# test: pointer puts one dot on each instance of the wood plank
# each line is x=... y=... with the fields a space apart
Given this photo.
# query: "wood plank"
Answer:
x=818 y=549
════════
● Exercise
Copy every line of the records above, keeping each one unchanged.

● Completed task
# test: pointer puts one dot on each instance of the wood plank
# each line is x=... y=... with the fields a space apart
Given this photo.
# query: "wood plank"
Answer:
x=818 y=549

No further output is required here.